■ Given request
Can you retype each of the lines below with no changes at all?

►

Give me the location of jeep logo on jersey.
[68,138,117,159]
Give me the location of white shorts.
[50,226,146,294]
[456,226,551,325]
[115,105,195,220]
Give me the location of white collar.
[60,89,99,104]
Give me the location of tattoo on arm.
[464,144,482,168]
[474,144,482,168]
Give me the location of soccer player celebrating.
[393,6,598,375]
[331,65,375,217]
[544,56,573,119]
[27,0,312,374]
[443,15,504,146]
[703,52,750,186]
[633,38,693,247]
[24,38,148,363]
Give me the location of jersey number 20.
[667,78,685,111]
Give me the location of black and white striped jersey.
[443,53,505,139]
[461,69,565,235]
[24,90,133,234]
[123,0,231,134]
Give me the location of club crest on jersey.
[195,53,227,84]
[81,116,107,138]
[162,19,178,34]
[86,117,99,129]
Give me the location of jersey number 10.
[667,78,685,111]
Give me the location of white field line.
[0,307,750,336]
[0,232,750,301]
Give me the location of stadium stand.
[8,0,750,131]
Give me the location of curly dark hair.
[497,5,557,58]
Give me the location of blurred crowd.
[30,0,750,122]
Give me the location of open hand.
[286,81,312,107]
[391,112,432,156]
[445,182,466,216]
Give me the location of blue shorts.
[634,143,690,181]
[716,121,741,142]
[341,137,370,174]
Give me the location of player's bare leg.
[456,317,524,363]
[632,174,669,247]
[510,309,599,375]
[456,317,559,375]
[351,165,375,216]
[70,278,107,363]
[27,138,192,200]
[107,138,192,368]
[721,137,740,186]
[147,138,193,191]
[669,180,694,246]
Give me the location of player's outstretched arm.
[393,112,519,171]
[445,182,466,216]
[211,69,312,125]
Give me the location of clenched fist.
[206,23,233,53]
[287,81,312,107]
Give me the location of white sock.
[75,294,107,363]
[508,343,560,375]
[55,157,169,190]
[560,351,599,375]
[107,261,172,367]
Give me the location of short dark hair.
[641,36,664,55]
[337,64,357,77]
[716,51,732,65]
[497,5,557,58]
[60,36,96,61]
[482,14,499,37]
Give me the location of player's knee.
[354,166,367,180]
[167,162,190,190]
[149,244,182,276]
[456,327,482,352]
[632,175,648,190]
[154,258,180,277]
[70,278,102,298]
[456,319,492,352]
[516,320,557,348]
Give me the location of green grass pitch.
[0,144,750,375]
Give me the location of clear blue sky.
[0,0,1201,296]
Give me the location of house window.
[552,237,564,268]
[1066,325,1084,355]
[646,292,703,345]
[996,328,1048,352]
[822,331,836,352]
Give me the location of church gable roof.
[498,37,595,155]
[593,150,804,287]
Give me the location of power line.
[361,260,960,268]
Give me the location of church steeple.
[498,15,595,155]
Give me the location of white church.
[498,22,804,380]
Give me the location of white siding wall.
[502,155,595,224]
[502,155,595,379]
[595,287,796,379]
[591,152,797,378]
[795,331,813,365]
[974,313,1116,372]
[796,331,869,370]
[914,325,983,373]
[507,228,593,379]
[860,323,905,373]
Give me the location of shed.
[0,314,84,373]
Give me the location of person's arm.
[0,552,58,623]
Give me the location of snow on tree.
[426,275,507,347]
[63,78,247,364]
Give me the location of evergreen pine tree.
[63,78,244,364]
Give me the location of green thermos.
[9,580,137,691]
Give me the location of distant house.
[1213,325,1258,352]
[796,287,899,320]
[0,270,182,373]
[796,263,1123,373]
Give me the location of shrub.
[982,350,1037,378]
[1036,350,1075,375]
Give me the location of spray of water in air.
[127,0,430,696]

◄

■ Correct response
Give me the location of jeep logo on jersey.
[68,138,117,159]
Give me the location of white shorts.
[50,226,146,294]
[456,226,551,325]
[115,105,195,220]
Give me the location of white collar.
[60,89,99,104]
Give me the location of tattoo on arm.
[464,144,482,168]
[474,144,482,168]
Give me the location of soccer player celebrating.
[393,6,598,375]
[331,65,375,217]
[544,56,573,119]
[27,0,312,374]
[443,15,504,146]
[703,52,750,186]
[633,38,693,247]
[24,38,148,363]
Give me the location of jersey number 20.
[667,78,685,111]
Give me the location of black and white striped jersey.
[443,53,505,139]
[461,69,565,235]
[24,90,133,234]
[123,0,231,134]
Give me the location of club crest on jersey.
[195,53,227,84]
[81,116,107,138]
[162,19,178,34]
[86,117,99,129]
Give me the location of jersey number 10.
[667,78,685,111]
Give me the location of white field line.
[0,307,750,336]
[0,232,750,301]
Give me the location of stadium stand.
[8,0,750,131]
Give me the location of curly dark hair.
[497,5,557,58]
Give me the location of blurred crowd.
[30,0,750,122]
Give me the location of open hand.
[286,81,312,107]
[391,112,432,156]
[445,182,466,216]
Give me the location of blue shorts.
[634,143,690,181]
[716,121,741,142]
[341,137,370,174]
Give me the location of player's bare leg.
[456,317,524,363]
[632,174,669,247]
[510,309,599,375]
[456,317,559,375]
[351,165,375,216]
[70,278,107,363]
[27,138,192,200]
[107,138,192,368]
[721,137,740,186]
[147,138,193,191]
[669,180,694,246]
Give me the location of player's outstretched arm.
[393,112,519,171]
[445,182,466,216]
[211,69,312,125]
Give me the location of clenched fist.
[206,23,233,53]
[287,81,312,107]
Give me the location of white sock.
[75,294,107,363]
[508,343,560,375]
[55,157,169,190]
[560,351,599,375]
[107,261,172,367]
Give me the location of short dark hair.
[641,36,664,55]
[337,64,357,77]
[716,51,732,65]
[497,5,557,58]
[60,36,96,61]
[482,14,499,37]
Give me the location of player's knee.
[354,166,367,180]
[167,162,190,190]
[149,244,182,276]
[456,327,482,352]
[632,175,648,190]
[154,258,180,277]
[70,278,102,298]
[456,319,492,352]
[516,320,557,348]
Give me the location of green grass pitch.
[0,144,750,375]
Give me the location of clear blue sky.
[0,0,1201,296]
Give me the location of house window.
[552,237,564,268]
[1066,325,1084,355]
[646,292,703,345]
[996,328,1048,352]
[822,331,836,352]
Give me the location of church gable roof.
[498,37,595,155]
[593,150,804,287]
Give me the location of power line.
[361,260,960,268]
Give me the location of church steeple.
[498,15,595,155]
Give me the location of white church.
[498,22,804,380]
Give me the location of white siding wall.
[502,155,595,224]
[502,155,595,379]
[595,287,796,379]
[591,152,797,378]
[795,331,813,365]
[974,313,1116,372]
[796,331,869,370]
[914,325,983,373]
[507,228,593,379]
[860,323,905,373]
Give me the location of shed.
[0,314,84,373]
Give me the location of person's arm.
[0,552,58,623]
Give me the location of snow on tree.
[426,275,507,347]
[63,78,247,364]
Give me the location of evergreen pine tree.
[63,78,244,364]
Give me the location of green thermos.
[9,580,137,691]
Give me the location of distant house.
[1213,325,1258,352]
[796,287,899,320]
[0,270,182,373]
[796,263,1123,373]
Give me the location of shrub.
[982,350,1037,378]
[1036,350,1075,375]
Give me the location of spray of water in air.
[127,0,430,696]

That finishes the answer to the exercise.